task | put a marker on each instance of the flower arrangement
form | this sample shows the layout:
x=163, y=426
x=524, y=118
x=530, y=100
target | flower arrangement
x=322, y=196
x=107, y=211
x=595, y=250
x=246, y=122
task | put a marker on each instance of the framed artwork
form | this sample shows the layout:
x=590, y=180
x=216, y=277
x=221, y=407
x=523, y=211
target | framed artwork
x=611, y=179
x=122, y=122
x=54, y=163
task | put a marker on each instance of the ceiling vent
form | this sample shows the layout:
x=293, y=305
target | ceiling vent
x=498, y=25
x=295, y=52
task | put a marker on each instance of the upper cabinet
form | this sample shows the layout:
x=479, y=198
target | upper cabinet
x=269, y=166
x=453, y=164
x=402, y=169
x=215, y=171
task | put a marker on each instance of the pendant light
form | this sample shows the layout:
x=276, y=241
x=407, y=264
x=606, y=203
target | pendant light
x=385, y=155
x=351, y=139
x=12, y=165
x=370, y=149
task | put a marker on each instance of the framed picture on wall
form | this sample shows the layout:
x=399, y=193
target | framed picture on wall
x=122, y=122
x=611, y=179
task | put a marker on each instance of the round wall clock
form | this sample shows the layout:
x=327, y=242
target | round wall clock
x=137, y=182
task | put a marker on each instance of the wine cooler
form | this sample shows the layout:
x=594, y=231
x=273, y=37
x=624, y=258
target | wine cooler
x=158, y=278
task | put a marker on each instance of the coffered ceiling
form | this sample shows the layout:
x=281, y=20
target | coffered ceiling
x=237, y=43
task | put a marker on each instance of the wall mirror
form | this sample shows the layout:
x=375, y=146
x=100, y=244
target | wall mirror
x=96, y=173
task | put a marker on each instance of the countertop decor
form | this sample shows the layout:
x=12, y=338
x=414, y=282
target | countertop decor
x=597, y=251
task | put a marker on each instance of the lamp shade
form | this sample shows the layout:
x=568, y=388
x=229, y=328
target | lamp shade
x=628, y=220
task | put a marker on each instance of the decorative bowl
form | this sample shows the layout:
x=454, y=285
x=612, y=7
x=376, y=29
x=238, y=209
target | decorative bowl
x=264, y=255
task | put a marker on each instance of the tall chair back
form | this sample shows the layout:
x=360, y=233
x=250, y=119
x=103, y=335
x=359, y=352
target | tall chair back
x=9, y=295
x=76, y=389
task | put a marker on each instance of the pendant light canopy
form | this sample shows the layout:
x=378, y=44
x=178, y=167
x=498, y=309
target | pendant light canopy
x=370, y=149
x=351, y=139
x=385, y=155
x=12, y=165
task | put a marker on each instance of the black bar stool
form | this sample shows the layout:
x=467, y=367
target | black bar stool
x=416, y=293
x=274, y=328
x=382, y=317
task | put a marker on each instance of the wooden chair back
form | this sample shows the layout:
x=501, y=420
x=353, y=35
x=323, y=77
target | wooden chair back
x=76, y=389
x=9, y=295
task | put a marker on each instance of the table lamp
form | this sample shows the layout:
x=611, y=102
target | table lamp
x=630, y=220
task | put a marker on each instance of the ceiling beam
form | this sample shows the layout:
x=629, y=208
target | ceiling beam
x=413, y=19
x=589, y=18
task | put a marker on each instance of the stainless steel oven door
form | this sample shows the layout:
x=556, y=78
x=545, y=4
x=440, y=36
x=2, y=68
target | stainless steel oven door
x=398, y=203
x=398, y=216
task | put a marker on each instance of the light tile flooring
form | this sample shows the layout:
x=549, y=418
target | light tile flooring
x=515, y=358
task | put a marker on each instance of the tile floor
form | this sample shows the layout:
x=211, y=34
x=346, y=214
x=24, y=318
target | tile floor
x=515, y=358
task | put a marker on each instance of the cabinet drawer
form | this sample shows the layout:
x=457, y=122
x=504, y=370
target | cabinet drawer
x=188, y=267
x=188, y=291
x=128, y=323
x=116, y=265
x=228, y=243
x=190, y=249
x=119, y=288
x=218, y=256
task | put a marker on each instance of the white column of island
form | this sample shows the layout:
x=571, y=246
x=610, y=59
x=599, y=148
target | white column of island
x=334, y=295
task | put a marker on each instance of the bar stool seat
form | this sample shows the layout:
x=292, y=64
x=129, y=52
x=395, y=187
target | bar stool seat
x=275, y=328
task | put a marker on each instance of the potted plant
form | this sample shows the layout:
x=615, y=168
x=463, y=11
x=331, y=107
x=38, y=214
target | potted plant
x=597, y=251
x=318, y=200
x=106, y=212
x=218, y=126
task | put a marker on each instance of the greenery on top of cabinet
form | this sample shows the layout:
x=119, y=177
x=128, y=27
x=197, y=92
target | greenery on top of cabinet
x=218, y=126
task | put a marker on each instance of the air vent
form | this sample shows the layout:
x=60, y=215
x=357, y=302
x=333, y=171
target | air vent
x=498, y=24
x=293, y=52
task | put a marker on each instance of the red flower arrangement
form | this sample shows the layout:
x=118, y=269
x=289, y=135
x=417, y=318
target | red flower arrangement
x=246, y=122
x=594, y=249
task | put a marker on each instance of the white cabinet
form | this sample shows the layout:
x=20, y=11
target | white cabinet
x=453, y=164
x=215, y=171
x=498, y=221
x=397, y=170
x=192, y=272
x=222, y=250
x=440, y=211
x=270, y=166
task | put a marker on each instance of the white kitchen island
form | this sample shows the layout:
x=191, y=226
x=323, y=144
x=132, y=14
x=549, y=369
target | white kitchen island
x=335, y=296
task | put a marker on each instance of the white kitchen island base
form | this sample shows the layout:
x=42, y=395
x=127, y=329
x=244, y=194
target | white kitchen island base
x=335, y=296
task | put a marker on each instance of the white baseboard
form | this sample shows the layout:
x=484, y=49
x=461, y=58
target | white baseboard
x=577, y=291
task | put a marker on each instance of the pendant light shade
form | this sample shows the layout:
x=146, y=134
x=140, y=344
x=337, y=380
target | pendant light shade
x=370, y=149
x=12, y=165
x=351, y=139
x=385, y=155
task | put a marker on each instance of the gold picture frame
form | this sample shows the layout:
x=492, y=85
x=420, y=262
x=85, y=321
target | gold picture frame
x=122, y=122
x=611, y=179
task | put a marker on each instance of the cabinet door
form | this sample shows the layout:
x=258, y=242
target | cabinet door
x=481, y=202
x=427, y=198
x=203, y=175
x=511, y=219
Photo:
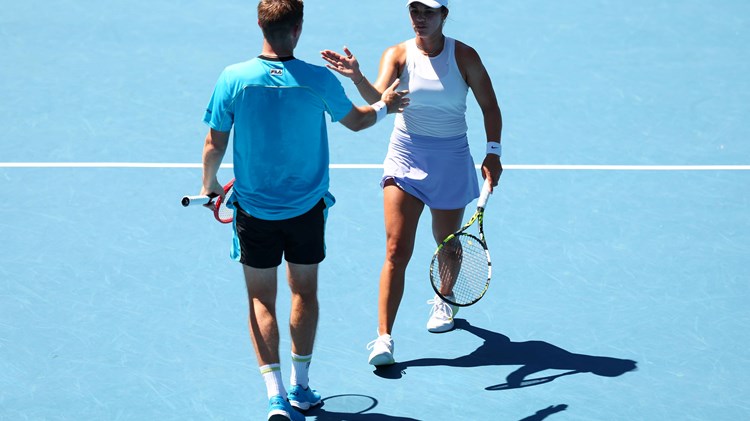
══════
Filter the data above and copy out every line that contains the string "arrangement", treating uppercase and lowercase letters as different.

task | put a marker on each instance of the flower arrangement
target | flower arrangement
task | put a marker on each instance of the red flower arrangement
target | red flower arrangement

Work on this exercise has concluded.